Interventi di Paolo Moreno,
Giovanni Curtis e Gino Saladini
“I cavalcavia di Roma”
presentato in Campidoglio

E’ stato presentato in Campidoglio, nella sala del
Carroccio, il volume di Antonio Venditti “I cavalcavia di Roma. Itinerario tra
storia, arte, leggenda” (Edilazio).
Ha aperto l’incontro il prof. Giovanni Curtis, docente di
cinema e semiotica dei mass media. “E’ un libro straordinario – ha detto -
perché non è solo legato all’architettura, all’archeologia o alla storia, ma in
ognuno di questi capitoli in cui si analizzano i cavalcavia di Roma si cela
tutta una serie di particolari. Oltre alle informazioni per così dire tecniche,
in realtà si ricostruisce la vita che si svolgeva intorno a questi archi.
Intanto è un libro da portare con sé come una sorta di guida: nel centro di Roma
si possono trovare decine di cavalcavia in pochi passi. Non è solo la storia dei
nobili o delle principali famiglie, ma ci sono ad esempio i mestieri ormai
scomparsi della Roma fine Ottocento. Oltre alla stratificazione architettonica
c’era una stratificazione sociale”.
Il prof. Paolo Moreno, emerito di Archeologia e storia
dell’arte greca e romana, si è soffermato su un antichissimo arco che oggi
svolge funzione di cavalcavia: quello di Dolabella e Silano, consoli dell’anno
10 d. C., inserito nelle mura Serviane. “Tra l’altro – ha spiegato - va
considerato in qualche modo romano uno dei più noti di questi passaggi ad arco,
quello di Grottapinta, oscuro e quasi preoccupante. Si trova lungo la linea
precisa di uno dei raggi della grande ruota della cavea del Teatro di Pompeo.
========================
Obiettivi:
1. Riporta dall'articolo sui cavalcavia di Roma il brano che comincia con le parole contenenti "Intanto è un" e si chiude con "Teatro di Pompeo.".
2. Rispondi alle seguenti domande sull'articolo sui cavalcavia di Roma.
(a) In quale sala del Campidoglio è stato presentato il volume?
(b) Di quali materie è docente il prof. Giovanni Curtis?
(c) Di quale anno erano consoli Dolabella e Silano?
3. Riassumi in due frasi l'articolo sui cavalcavia di Roma.
Il materiale non ha alcun legame con l'articolo sui cavalcavia di Roma.

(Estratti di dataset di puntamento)
========================
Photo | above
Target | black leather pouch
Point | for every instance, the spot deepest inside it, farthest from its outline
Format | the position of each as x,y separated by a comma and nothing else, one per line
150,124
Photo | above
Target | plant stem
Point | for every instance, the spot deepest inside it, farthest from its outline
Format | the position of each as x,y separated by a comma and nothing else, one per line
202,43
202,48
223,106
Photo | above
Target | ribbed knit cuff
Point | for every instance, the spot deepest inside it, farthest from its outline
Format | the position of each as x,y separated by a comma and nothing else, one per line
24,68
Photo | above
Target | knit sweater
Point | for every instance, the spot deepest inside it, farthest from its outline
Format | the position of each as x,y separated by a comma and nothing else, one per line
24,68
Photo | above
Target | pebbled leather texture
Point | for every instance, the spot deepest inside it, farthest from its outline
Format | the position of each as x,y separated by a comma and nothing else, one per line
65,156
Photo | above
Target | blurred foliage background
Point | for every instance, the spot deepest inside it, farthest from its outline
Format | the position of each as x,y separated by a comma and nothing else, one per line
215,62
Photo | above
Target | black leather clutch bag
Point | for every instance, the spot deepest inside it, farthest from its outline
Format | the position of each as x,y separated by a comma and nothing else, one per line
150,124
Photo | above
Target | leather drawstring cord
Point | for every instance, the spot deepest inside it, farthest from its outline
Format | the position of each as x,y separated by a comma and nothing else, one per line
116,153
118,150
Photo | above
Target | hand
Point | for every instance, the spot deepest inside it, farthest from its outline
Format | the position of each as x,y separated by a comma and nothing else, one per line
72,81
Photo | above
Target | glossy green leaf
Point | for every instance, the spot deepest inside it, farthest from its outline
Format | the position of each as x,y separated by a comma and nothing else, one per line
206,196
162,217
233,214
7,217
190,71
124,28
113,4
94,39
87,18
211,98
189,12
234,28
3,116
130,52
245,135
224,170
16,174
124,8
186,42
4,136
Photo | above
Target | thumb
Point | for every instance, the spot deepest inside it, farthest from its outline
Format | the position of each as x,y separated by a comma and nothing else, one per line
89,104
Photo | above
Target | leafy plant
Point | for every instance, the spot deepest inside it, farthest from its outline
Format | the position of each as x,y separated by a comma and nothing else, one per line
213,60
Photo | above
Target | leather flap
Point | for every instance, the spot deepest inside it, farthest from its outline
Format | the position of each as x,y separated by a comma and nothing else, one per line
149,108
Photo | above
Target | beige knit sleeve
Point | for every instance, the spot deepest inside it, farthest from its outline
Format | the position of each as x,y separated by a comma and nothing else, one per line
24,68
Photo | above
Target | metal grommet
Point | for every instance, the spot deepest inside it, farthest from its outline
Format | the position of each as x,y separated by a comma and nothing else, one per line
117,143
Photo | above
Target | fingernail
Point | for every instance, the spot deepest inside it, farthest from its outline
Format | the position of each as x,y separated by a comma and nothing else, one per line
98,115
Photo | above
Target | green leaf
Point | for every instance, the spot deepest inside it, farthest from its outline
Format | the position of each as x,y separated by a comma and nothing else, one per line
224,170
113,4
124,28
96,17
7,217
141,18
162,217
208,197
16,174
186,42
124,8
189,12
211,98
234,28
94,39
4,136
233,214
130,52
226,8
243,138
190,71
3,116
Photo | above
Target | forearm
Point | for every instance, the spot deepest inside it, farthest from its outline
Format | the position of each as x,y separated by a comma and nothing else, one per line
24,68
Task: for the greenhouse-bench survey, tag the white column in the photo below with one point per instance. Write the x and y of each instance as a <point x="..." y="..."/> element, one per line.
========================
Soluzioni dell'esercizio:
1.
Intanto è un libro da portare con sé come una sorta di guida: nel centro di Roma
si possono trovare decine di cavalcavia in pochi passi. Non è solo la storia dei
nobili o delle principali famiglie, ma ci sono ad esempio i mestieri ormai
scomparsi della Roma fine Ottocento. Oltre alla stratificazione architettonica
c’era una stratificazione sociale”.
Il prof. Paolo Moreno, emerito di Archeologia e storia
dell’arte greca e romana, si è soffermato su un antichissimo arco che oggi
svolge funzione di cavalcavia: quello di Dolabella e Silano, consoli dell’anno
10 d. C., inserito nelle mura Serviane. “Tra l’altro – ha spiegato - va
considerato in qualche modo romano uno dei più noti di questi passaggi ad arco,
quello di Grottapinta, oscuro e quasi preoccupante. Si trova lungo la linea
precisa di uno dei raggi della grande ruota della cavea del Teatro di Pompeo.

2.
(a) Nella sala del Carroccio.
(b) Di cinema e semiotica dei mass media.
(c) Del 10 d. C.

3. Nella sala del Carroccio, in Campidoglio, è stato presentato il volume di Antonio Venditti "I cavalcavia di Roma. Itinerario tra storia, arte, leggenda", che il prof. Giovanni Curtis ha definito straordinario perché ricostruisce anche la vita che si svolgeva intorno agli archi e può servire da guida. Il prof. Paolo Moreno si è soffermato sull'arco di Dolabella e Silano, consoli del 10 d. C., che oggi svolge funzione di cavalcavia.